++++ PROVIDED DATA ++++

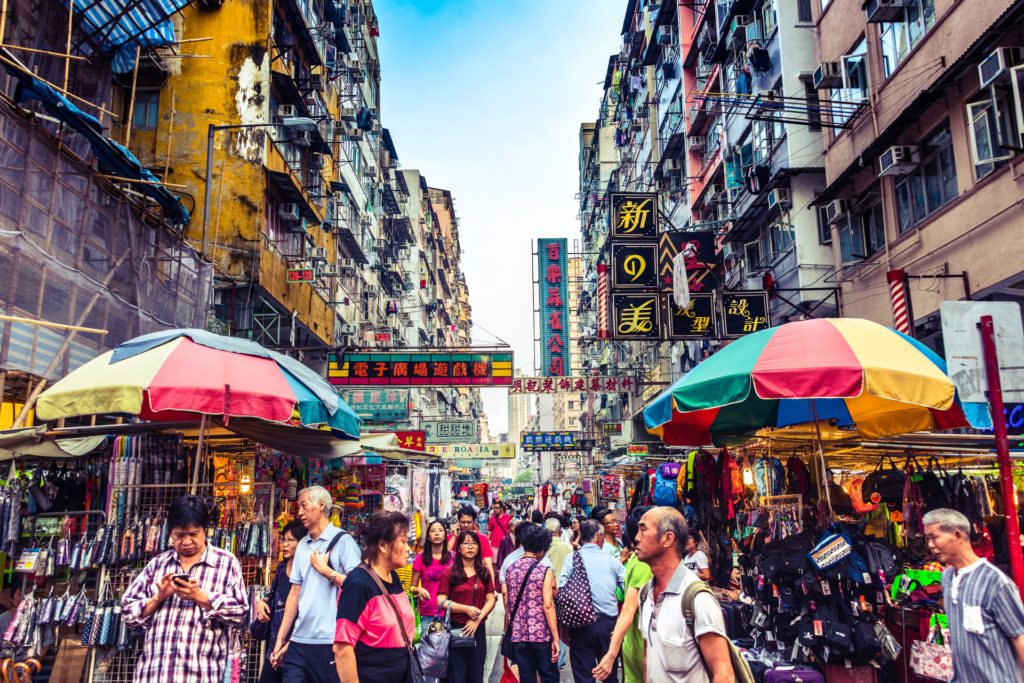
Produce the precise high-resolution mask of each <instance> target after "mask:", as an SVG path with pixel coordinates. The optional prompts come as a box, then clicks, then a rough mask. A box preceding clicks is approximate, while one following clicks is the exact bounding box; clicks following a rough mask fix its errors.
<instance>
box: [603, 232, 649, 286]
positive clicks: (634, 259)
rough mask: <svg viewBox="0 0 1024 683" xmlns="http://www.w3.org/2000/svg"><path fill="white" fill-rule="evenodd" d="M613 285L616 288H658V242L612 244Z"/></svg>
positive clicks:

++++

TASK TO CARRY OUT
The answer must repeat every line of the listing exactly and leave the pictures out.

WORKED SOLUTION
Produce the precise high-resolution mask of each <instance> target after "mask:", as an SVG path with pixel coordinates. The optional prompts come as a box, then clicks, then a rough mask. A box preceding clicks is approximate, while one following clicks is the exact bounding box; clicks following a rough mask fix its errors.
<instance>
box: [603, 232, 649, 286]
positive clicks: (634, 259)
rough mask: <svg viewBox="0 0 1024 683" xmlns="http://www.w3.org/2000/svg"><path fill="white" fill-rule="evenodd" d="M613 285L616 288H658V242L612 244Z"/></svg>
positive clicks:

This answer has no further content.